WORK ORDER 1
Answer these from the text on prenatal human taste buds:
(a) Around which week does taste bud formation begin?
(b) How many human embryonic/fetal tongues were examined?
(c) What technique was used to examine the taste bud primordia?
WORK ORDER 2
Can you write the next part of the text on prenatal human taste buds, continuing from its last sentence?

TEXT SEGMENT
Taste buds are assemblies of slender epithelial cells that receive chemical stimuli from the outer (oral) environment. In contrast to the large and well documented information on the morphology of taste buds in adult humans and animals, there are only a few reports on fetal ones, and ultrastructural studies of prenatal human taste buds are lacking completely. Therefore, the present investigation has been carried out to study the taste bud primordium, its morphological changes including synaptogenesis, cell differentiation, and taste pore formation from the time of the onset of taste bud formation around the 8th week until the 15th postovulatory week.

METHODS:

Taste bud primordia of 42 human embryonic/fetal tongues have been examined by means of transmission electron microscopy.

DATA SECTION

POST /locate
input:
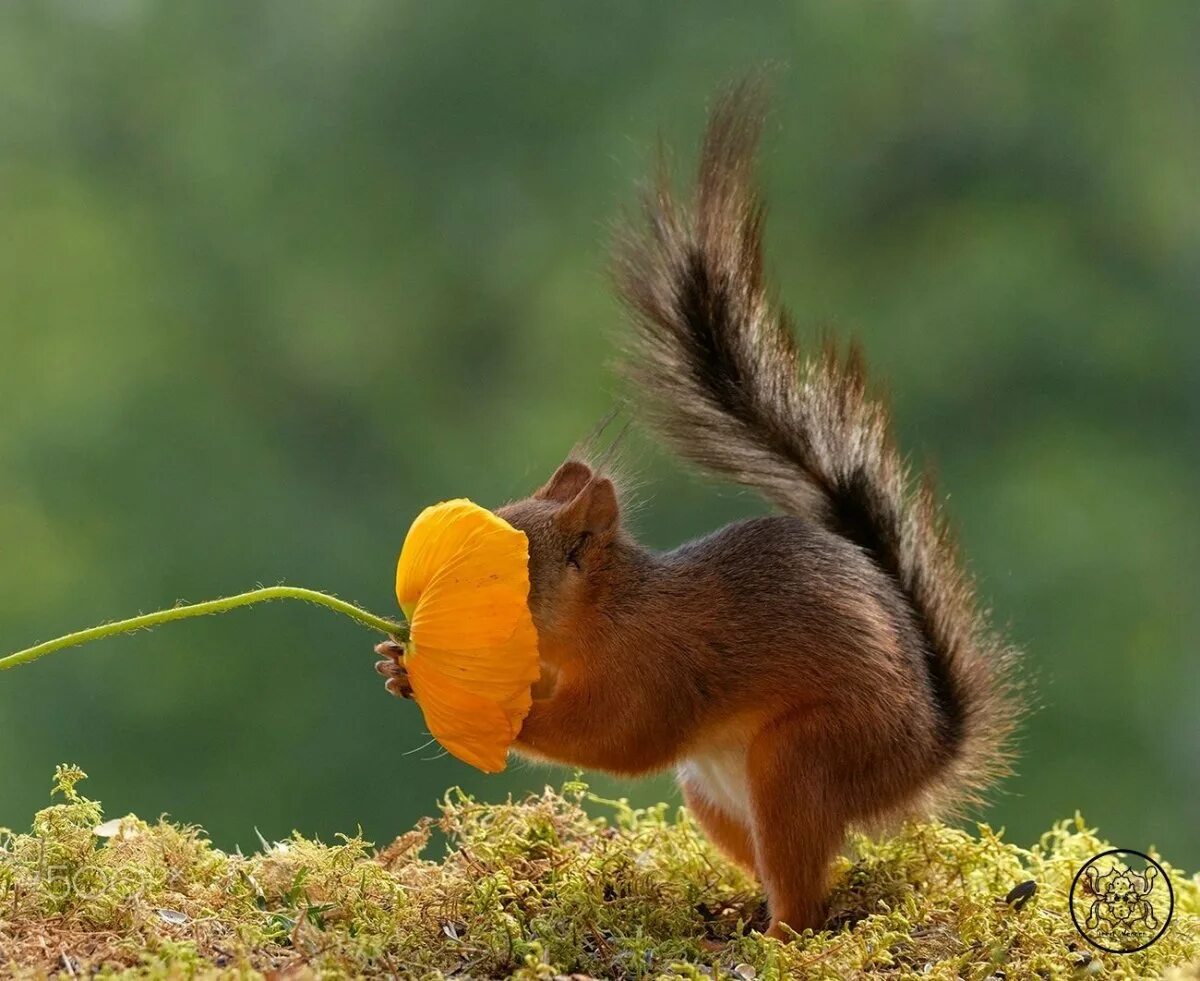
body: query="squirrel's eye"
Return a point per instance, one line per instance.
(573, 557)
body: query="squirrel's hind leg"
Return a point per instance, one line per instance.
(799, 813)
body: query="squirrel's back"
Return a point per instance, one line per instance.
(732, 392)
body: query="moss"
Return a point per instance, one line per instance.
(561, 883)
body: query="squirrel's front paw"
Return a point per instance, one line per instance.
(394, 668)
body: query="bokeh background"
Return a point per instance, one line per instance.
(277, 275)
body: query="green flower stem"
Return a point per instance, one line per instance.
(147, 620)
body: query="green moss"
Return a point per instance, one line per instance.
(559, 883)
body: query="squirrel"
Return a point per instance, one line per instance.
(803, 673)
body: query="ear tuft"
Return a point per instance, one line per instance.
(594, 510)
(565, 485)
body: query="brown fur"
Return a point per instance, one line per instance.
(805, 672)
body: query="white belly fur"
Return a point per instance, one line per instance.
(718, 774)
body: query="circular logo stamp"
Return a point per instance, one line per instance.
(1121, 901)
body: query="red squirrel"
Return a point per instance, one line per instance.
(802, 673)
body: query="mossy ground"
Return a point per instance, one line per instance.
(535, 889)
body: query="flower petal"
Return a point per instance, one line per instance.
(463, 582)
(475, 729)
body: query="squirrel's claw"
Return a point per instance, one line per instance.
(397, 678)
(394, 668)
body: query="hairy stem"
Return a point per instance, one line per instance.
(148, 620)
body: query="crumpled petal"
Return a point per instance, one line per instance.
(463, 582)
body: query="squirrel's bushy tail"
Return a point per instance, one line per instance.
(730, 389)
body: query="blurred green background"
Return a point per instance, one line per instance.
(279, 275)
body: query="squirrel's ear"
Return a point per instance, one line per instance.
(593, 511)
(565, 485)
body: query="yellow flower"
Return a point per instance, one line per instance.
(472, 655)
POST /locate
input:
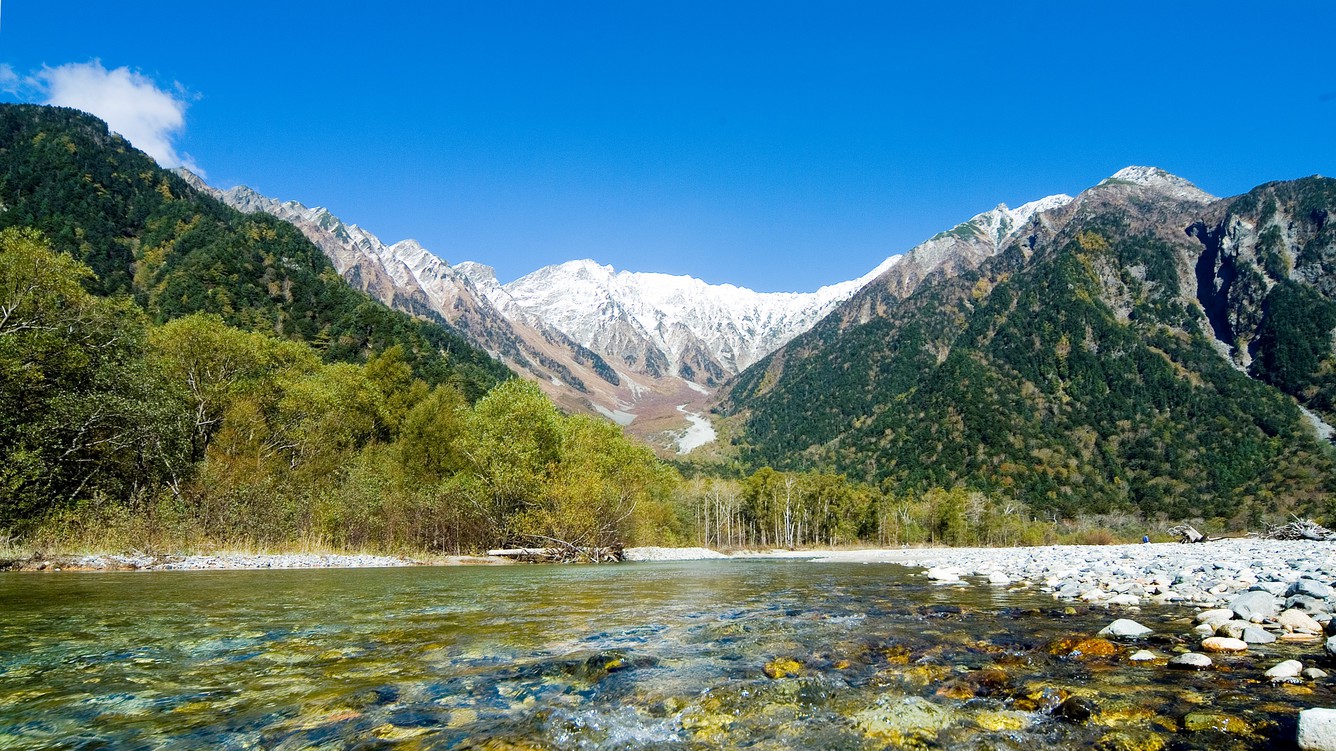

TASK RESPONSE 1
(a) Around the 8th week.
(b) 42.
(c) Transmission electron microscopy.

TASK RESPONSE 2
RESULTS:

Nerve fibers approach the lingual epithelium between the 6th and 7th postovulatory week. They penetrate the basal lamina during the 8th week and form synapses with poorly differentiated, elongated, epithelial cells. By the 12th week, more differentiated cell types are seen: 1) electron-dense cells resembling type III cells of the adult taste bud containing large numbers of dense-cored vesicles (80-150 nm in diameter); 2) electron-dark cells with well developed endoplasmic reticulum and many apical mitochondria, being candidates for type II cells. Basally, these cells have foot-like processes containing dense-cored vesicles (120-200 nm in diameter), but they do not synapse to nerve fibers. Type I cells, characterized by apically located dense secretory granules, are not observed. First shallow grooves above the taste bud primordium are found around the 10th week. Untypically differentiated apical cellular processes extend onto the surface. Most of the taste pores develop around the 14th to 15th week. In the taste pit, mucous material is not present during the first 15 weeks of gestation. Synapses between cells and afferent nerve fibers were found by the 8th week, reaching a maximum around the 12th to 13th week.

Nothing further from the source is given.